§ **CONSIGNE 1**: Selon l'extrait sur le bruit sous-marin, à quelle date Héloïse Berkowitz et Hervé Dumez ont-ils organisé leur conférence internationale ?

Pourtant, le secteur privé est de plus en plus attentif à la question du bruit sous-marin. Héloïse Berkowitz et Hervé Dumez, professeur à l’école Polytechnique, ont organisé une conférence internationale sur ce sujet le 20 septembre, rassemblant chercheurs, politiques et entreprises. Ils y ont présenté un position paper destiné aux décideurs publics et privés, où ils réalisent « un état des savoirs sur l’impact du bruit sur la faune sous-marine, présentent les dernières techniques de mesure du bruit dans les océans, inventorient les solutions d’atténuation déjà existantes et s’intéressent aux manières de les mettre en place le plus rapidement et le mieux possible », expliquent-ils. Objectif : fournir des outils aux industriels pour qu’ils puissent s’emparer du problème (Voir un article du CNRS sur cette démarche https://lejournal.cnrs.fr/articles/les-mers-ont-des-oreilles).

§ **ENTRÉES DE DONNÉES**:
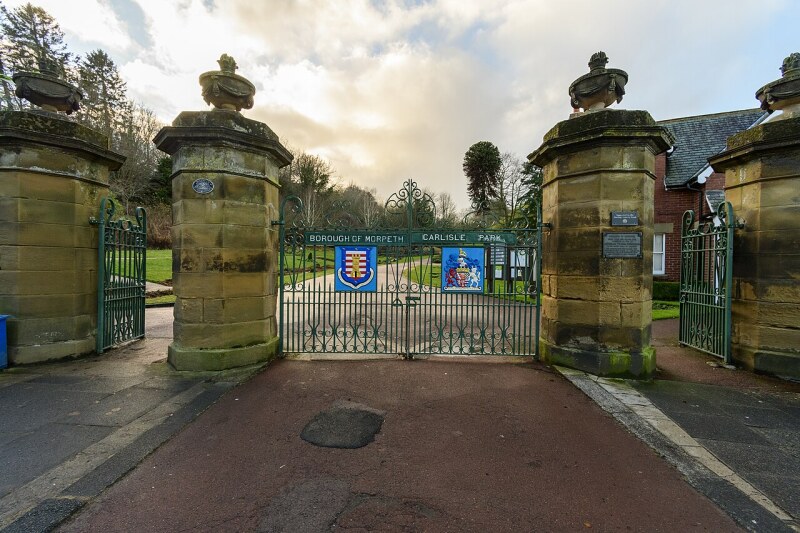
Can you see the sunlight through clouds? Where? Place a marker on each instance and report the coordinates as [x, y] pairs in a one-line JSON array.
[[392, 89]]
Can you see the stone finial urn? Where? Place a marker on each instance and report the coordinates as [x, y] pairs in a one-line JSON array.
[[600, 88], [46, 90], [784, 93], [224, 89]]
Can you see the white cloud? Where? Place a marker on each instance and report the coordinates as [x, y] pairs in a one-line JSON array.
[[396, 89]]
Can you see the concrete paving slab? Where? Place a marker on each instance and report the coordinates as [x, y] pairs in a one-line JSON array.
[[80, 383], [753, 458], [703, 426], [118, 409], [87, 422], [35, 405], [29, 456]]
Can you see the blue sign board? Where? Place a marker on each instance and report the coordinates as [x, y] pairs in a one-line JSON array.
[[462, 269], [356, 268]]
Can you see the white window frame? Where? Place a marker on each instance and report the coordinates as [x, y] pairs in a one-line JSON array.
[[660, 250]]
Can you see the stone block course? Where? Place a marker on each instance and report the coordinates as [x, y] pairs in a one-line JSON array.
[[603, 161], [762, 177], [54, 174]]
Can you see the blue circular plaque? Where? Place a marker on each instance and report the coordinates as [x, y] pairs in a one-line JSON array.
[[203, 186]]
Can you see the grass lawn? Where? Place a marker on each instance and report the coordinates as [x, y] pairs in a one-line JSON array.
[[167, 299], [663, 310], [159, 270], [159, 265]]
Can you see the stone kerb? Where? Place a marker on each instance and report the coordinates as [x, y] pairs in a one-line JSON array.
[[762, 180], [53, 173], [596, 310], [225, 249]]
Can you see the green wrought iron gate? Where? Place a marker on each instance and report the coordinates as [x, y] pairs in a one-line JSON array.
[[705, 288], [121, 252], [401, 283]]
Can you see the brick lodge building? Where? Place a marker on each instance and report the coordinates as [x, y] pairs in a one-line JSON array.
[[685, 180]]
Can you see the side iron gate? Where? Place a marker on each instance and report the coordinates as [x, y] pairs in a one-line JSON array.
[[705, 288], [121, 252], [396, 281]]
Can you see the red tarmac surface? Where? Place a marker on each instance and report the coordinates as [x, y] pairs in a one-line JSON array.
[[678, 363], [464, 447]]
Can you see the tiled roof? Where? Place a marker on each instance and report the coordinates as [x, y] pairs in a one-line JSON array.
[[698, 138]]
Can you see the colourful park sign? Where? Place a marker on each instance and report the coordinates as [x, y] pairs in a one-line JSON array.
[[396, 238]]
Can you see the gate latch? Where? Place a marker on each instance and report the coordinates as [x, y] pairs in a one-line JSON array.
[[411, 301]]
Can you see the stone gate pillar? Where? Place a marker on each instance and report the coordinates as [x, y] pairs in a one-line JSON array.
[[224, 247], [53, 174], [597, 196], [762, 182]]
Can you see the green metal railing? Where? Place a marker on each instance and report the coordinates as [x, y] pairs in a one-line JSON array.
[[121, 253], [705, 287], [407, 313]]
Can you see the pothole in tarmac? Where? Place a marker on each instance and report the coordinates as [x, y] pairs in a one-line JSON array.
[[344, 425]]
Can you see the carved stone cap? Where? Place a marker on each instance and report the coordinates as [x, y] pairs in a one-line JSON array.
[[600, 88], [224, 89], [46, 90], [783, 93]]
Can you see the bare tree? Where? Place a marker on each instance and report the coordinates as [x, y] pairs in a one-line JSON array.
[[309, 177], [134, 141]]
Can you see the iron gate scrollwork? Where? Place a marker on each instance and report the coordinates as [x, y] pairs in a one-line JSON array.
[[121, 255], [405, 311], [705, 286]]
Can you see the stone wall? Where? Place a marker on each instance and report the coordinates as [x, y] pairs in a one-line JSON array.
[[762, 182], [53, 173]]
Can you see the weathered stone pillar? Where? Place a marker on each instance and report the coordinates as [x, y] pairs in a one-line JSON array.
[[53, 173], [225, 249], [597, 273], [762, 183]]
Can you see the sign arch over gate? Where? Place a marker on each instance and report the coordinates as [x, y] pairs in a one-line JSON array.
[[404, 283]]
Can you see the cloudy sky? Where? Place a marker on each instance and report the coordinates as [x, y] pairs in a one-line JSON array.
[[388, 90]]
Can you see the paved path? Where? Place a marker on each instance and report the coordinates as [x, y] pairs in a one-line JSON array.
[[71, 429], [464, 447], [735, 435]]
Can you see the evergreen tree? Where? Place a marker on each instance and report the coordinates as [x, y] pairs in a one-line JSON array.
[[104, 93], [532, 186], [482, 164], [30, 41]]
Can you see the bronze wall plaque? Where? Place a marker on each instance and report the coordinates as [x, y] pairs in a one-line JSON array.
[[625, 245]]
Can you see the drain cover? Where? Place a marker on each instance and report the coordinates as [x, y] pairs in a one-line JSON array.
[[344, 425]]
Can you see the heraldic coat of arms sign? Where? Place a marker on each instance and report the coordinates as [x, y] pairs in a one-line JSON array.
[[355, 268], [462, 269]]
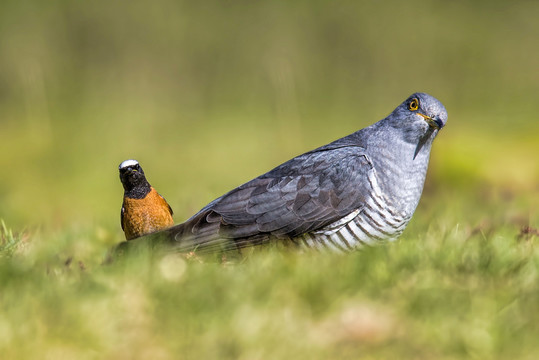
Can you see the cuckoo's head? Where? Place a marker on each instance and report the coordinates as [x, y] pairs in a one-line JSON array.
[[418, 116]]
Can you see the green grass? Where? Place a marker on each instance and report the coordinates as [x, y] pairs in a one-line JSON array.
[[445, 290], [207, 95]]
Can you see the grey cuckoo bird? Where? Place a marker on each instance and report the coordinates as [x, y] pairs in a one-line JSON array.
[[357, 190]]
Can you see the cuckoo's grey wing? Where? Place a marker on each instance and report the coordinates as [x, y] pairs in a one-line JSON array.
[[302, 195]]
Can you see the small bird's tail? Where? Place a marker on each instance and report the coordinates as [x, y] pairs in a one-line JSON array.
[[188, 238]]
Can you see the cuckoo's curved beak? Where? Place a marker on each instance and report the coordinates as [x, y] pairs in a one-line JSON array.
[[433, 122]]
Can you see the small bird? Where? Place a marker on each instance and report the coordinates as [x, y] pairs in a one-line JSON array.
[[144, 211], [355, 191]]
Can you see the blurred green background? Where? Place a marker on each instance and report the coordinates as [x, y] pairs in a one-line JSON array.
[[207, 95]]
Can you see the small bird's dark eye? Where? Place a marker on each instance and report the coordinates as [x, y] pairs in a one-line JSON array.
[[413, 105]]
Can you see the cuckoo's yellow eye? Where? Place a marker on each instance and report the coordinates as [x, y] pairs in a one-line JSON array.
[[413, 105]]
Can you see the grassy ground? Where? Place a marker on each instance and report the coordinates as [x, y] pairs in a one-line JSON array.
[[445, 290], [207, 95]]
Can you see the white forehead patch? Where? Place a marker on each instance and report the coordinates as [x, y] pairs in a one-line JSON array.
[[127, 163]]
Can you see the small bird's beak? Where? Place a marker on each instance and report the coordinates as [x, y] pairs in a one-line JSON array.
[[433, 123]]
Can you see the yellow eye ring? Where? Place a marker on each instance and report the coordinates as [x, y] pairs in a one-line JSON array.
[[413, 105]]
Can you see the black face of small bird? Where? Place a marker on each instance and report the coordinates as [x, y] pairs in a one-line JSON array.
[[133, 179]]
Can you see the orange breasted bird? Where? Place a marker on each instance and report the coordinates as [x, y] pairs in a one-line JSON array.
[[144, 211]]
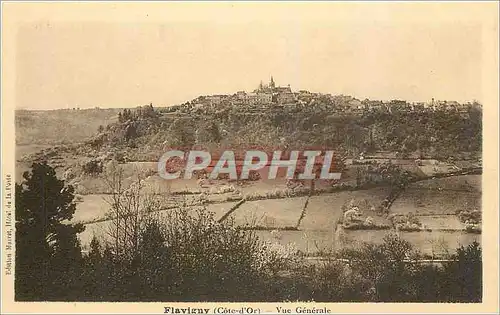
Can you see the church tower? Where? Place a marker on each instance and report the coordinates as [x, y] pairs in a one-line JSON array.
[[271, 84]]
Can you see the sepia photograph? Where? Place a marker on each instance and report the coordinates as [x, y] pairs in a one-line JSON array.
[[282, 156]]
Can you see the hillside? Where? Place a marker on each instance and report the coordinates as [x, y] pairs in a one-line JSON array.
[[60, 126]]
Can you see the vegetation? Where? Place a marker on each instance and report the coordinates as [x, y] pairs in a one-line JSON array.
[[189, 256]]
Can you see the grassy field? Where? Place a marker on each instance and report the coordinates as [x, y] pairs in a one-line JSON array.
[[276, 213], [324, 211]]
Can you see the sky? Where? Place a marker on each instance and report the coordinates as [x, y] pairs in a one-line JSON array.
[[128, 55]]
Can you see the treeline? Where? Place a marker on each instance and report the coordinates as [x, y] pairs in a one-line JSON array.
[[187, 255], [440, 133]]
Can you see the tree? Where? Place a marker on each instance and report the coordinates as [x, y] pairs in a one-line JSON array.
[[47, 250]]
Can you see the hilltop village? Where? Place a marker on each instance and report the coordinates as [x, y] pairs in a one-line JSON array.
[[267, 96]]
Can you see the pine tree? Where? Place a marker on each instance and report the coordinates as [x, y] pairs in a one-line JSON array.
[[48, 252]]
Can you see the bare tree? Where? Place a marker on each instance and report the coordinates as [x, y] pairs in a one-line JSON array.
[[130, 209]]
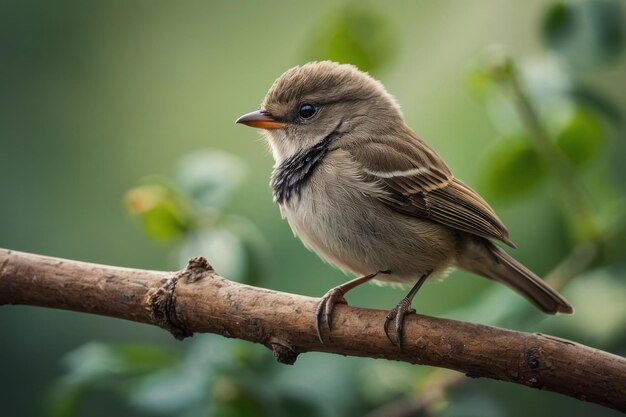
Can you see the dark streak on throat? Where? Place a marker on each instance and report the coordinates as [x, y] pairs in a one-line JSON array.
[[293, 173]]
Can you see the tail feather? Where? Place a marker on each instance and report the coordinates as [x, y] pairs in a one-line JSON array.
[[488, 260]]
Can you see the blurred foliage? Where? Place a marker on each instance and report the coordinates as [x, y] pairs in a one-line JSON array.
[[514, 168], [357, 34], [186, 209], [586, 34], [139, 76]]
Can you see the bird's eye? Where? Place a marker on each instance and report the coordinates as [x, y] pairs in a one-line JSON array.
[[306, 110]]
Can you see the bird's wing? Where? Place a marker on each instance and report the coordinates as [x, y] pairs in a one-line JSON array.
[[418, 183]]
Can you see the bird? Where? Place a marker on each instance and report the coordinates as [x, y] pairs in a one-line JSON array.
[[364, 192]]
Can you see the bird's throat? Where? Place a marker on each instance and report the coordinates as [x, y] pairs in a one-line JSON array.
[[292, 174]]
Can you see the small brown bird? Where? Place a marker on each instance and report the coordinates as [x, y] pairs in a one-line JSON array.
[[365, 193]]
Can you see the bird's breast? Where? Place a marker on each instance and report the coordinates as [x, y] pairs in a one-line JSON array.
[[338, 215]]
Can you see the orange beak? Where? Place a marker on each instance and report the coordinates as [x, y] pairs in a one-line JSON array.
[[261, 120]]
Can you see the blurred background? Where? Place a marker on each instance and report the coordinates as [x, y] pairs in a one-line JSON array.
[[118, 146]]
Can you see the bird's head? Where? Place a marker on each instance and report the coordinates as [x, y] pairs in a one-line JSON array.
[[311, 101]]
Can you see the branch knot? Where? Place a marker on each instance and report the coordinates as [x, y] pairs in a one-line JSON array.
[[162, 301]]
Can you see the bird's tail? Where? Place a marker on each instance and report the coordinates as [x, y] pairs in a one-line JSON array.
[[486, 259]]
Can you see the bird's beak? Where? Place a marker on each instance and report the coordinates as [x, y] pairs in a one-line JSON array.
[[260, 119]]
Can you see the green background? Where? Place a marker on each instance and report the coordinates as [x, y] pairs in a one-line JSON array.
[[96, 95]]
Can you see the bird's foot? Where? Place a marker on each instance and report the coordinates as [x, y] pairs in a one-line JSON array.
[[325, 308], [402, 309]]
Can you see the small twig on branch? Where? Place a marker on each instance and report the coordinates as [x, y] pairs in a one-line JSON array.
[[198, 300]]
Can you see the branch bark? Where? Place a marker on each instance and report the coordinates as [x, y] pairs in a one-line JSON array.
[[196, 299]]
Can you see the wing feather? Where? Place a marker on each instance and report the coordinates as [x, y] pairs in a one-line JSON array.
[[418, 183]]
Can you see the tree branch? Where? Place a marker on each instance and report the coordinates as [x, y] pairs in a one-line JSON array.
[[198, 300]]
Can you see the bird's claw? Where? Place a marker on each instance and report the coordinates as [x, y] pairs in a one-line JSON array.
[[398, 312], [325, 308]]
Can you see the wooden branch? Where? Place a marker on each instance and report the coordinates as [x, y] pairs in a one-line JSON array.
[[198, 300]]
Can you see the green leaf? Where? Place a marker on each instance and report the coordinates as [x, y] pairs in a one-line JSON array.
[[581, 138], [511, 168], [358, 35], [586, 33], [159, 210], [209, 176]]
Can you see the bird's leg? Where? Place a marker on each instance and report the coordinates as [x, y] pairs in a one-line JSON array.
[[335, 296], [399, 311]]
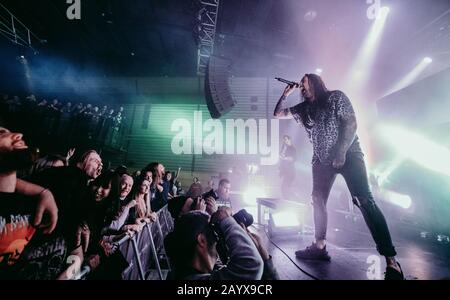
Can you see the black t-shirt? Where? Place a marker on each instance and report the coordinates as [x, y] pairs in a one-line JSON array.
[[25, 253]]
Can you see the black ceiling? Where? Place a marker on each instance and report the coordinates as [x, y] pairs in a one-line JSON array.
[[155, 37]]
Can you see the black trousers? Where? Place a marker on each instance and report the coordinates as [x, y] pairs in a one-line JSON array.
[[355, 175]]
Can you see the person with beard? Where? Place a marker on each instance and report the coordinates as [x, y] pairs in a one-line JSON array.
[[191, 248], [330, 122], [21, 224], [69, 185], [124, 204]]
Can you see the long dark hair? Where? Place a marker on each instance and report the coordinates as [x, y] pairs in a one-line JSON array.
[[321, 95]]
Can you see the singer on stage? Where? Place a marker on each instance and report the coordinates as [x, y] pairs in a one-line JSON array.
[[287, 167], [330, 122]]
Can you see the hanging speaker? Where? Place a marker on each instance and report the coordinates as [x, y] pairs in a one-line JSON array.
[[217, 90]]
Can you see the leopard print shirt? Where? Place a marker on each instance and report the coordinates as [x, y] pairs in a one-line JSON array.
[[323, 125]]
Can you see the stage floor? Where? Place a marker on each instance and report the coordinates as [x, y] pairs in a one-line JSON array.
[[353, 255]]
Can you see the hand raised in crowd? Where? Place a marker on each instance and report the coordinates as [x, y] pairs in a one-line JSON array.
[[108, 248], [46, 206], [222, 213], [258, 243], [132, 203], [152, 216], [93, 261], [211, 205], [201, 205], [70, 153]]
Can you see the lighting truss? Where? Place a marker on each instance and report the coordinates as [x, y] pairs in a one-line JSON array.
[[15, 31], [207, 22]]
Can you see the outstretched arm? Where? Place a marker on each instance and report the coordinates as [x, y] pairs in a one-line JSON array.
[[280, 112], [347, 131], [46, 204]]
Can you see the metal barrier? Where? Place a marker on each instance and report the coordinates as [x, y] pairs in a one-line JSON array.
[[144, 251]]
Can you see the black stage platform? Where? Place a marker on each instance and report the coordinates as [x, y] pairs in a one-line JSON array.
[[353, 254]]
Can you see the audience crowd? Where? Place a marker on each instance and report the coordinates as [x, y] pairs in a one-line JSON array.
[[60, 213]]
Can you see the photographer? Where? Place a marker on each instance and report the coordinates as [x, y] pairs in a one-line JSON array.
[[191, 248], [180, 206]]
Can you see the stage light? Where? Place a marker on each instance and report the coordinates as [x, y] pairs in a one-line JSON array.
[[412, 76], [285, 219], [419, 149], [361, 68], [384, 11]]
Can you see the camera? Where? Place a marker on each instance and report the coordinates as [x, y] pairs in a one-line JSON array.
[[243, 217], [195, 202]]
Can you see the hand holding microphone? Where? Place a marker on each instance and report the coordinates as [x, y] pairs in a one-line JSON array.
[[291, 86]]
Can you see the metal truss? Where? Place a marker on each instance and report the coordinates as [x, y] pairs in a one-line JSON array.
[[206, 22], [15, 31]]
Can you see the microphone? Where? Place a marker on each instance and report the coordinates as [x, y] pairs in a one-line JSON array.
[[291, 83]]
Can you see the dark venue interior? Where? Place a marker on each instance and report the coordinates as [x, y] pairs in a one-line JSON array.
[[147, 140]]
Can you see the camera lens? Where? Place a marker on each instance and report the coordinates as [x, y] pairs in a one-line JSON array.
[[243, 217]]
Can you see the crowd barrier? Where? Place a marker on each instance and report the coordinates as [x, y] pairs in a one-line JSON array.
[[143, 251]]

§ **CONSIGNE 2**: Déterminez combien de lignes des entrées contiennent la chaîne « grassy », en respectant la casse. Indiquez uniquement ce nombre.

§ **SOLUTION RÉDIGÉE 1**: Le 20 septembre.

§ **SOLUTION RÉDIGÉE 2**: 2